### PAGE TEXT:
☆ ☆ ☆ ☆
Israeli scientists at the Weizmann Institute of Science have developed a breakthrough in cellular immunotherapy that could revolutionize cancer treatment. This innovative approach significantly enhances the growth and killing power of T cells—the body’s natural immune system “soldiers”—used to fight cancer. By accelerating the division of T cells in the lab without exhausting them, the treatment preserves their ability to effectively destroy cancer cells. This patented method, currently being tested in collaboration with MD Anderson Cancer Center in the U.S., offers hope for the next generation of cancer therapies, particularly for patients with limited treatment options.

Israel's cutting-edge research continues to lead the way in advanced cancer therapies, making the country a key destination for medical innovation and treatment.

Article source: Ynet News, Published 11/9/24

Israeli Immunotherapy Innovation: Strengthening Immune System “Soldiers” Against Cancer

Objective: Enhance the lethality of T cells in their "battles" against cancer cells.
Method: Rapid division of T cells without exhausting them or reducing their efficiency. How can all this be achieved within cellular immunotherapy? A team of researchers from the Weizmann Institute of Science believes they have found the solution and have filed a patent. Professor Benny Geiger, one of the leading researchers, says: "We demonstrated the ability to significantly increase the number of cells and improve their quality. If proven effective in boosting immunotherapy, this could become a new therapeutic horizon for patients."
Scientists at the Weizmann Institute have developed a new approach to accelerate the division rate of immune cells in the lab while preserving their ability to kill cancer cells. They identified optimal time windows when these cells are particularly lethal, potentially advancing the next generation of innovative cancer treatments.
Cellular immunotherapy is a leading approach in cancer treatment that recruits the immune system's "soldiers"—T cells—to fight the tumor. In the process, T cells are taken from the patient, rapidly divided in the lab into a large army, and reinjected into the patient. Despite the promise of harnessing the immune system for battle, success rates remain limited. One reason is that after weeks of accelerated division, many of the T cells become exhausted and lose their ability to kill.
☆ ☆ ☆ ☆
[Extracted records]

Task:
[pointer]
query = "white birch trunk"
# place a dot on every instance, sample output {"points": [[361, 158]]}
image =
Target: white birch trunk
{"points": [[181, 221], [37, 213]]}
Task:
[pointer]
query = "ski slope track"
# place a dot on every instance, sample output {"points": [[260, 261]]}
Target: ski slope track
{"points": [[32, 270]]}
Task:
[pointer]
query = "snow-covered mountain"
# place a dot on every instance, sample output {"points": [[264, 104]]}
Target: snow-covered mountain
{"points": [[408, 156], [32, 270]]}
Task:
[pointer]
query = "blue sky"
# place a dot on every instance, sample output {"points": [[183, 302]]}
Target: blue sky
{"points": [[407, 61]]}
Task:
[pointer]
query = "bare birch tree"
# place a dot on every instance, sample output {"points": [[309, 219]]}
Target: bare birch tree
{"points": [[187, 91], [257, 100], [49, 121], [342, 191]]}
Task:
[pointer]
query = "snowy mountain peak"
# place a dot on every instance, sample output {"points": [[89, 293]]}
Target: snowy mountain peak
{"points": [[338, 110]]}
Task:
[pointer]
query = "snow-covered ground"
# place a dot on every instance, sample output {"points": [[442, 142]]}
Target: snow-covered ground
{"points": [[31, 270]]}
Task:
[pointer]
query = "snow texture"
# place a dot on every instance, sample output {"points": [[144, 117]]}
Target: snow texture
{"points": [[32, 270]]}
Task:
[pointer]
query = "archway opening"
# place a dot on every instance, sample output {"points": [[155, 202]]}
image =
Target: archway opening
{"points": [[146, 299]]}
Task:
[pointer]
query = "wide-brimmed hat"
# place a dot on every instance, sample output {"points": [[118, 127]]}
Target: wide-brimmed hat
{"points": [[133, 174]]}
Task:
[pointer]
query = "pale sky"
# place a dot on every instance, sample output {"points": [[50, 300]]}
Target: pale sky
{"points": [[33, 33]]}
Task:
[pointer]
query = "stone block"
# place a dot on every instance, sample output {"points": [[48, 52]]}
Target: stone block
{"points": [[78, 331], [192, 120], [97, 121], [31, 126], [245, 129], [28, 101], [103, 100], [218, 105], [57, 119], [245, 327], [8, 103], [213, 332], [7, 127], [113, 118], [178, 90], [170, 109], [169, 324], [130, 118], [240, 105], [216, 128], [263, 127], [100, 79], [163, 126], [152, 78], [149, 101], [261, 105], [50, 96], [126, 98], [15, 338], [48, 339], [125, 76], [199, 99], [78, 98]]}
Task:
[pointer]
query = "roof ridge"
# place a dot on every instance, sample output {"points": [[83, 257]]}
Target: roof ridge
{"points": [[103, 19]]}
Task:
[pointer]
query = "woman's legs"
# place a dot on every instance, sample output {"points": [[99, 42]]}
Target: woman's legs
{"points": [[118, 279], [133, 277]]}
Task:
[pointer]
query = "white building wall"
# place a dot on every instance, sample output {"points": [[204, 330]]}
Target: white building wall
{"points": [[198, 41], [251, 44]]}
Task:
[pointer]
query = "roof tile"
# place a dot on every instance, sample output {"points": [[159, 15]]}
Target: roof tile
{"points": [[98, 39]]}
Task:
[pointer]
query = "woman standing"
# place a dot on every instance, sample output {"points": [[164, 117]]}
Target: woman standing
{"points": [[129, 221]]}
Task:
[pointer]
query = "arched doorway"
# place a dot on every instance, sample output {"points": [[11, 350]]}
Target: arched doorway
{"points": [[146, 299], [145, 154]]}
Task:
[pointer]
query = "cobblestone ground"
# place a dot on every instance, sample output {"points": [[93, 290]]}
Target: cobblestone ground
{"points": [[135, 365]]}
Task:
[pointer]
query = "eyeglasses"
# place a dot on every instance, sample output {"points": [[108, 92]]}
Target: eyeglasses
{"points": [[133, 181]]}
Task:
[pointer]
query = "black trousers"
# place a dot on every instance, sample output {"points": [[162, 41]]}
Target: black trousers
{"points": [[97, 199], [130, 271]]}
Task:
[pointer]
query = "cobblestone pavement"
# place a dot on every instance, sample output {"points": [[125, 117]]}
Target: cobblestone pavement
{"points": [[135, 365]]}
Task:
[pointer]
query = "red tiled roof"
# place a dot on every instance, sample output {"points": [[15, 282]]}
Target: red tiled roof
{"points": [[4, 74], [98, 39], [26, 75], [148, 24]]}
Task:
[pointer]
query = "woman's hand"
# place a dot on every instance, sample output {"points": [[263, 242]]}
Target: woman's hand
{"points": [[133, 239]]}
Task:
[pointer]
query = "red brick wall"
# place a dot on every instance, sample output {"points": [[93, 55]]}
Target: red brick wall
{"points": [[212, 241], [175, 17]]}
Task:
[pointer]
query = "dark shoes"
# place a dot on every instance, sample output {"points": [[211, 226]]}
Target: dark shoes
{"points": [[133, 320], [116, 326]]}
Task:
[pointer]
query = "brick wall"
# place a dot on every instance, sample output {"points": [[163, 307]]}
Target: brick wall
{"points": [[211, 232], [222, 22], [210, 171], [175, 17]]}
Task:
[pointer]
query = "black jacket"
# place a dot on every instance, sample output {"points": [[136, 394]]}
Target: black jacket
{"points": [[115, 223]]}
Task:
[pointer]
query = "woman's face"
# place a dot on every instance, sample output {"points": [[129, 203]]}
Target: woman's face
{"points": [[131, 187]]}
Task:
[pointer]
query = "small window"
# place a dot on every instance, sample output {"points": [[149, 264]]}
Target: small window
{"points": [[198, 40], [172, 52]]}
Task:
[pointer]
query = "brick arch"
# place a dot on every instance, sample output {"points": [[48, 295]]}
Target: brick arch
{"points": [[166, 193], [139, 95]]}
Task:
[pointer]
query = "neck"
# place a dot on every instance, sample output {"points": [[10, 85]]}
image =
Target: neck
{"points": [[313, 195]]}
☆ ☆ ☆ ☆
### SET OF TASKS:
a) Decide whether each statement below agrees with the immunotherapy article, answering yes or no and quoting the words that decide it: (i) the method is being tested together with MD Anderson Cancer Center; (ii) Professor Benny Geiger states that the approach has already been proven effective in boosting immunotherapy; (iii) in cellular immunotherapy, T cells are taken from a donor.
b) Go on with the immunotherapy article, starting right after its last sentence.

### RESPONSES:
a)
(i) Yes: "currently being tested in collaboration with MD Anderson Cancer Center in the U.S."
(ii) No: "If proven effective in boosting immunotherapy, this could become a new therapeutic horizon for patients."
(iii) No: "T cells are taken from the patient"

b)
In Professor Benny Geiger's lab at the Weizmann Institute, a new approach has been developed that causes T cells to divide rapidly in the lab while maintaining, or even enhancing, their killing ability. The research began about ten years ago as a collaboration between two scientists at the Institute, Professor Benny Geiger and the late Professor Nir Friedman. Together with Dr. Shamrit Edotler-Lieber, they showed that when a synthetic growth environment coated with two carefully selected proteins from the natural immune system ("synthetic immune niche") is used, the T cells divide at a much higher rate, maintaining and even enhancing their killing ability. “When you need many soldiers to fight cancer, you need them to have ammunition. This is done by specific cells in the immune system—T cells that need to be present in sufficient numbers to deal with the growing cancer, which may become resistant to their killing ability,” explains Professor Geiger.
The synthetic niche they developed allows cells to divide under conditions where they maintain their killing ability optimally.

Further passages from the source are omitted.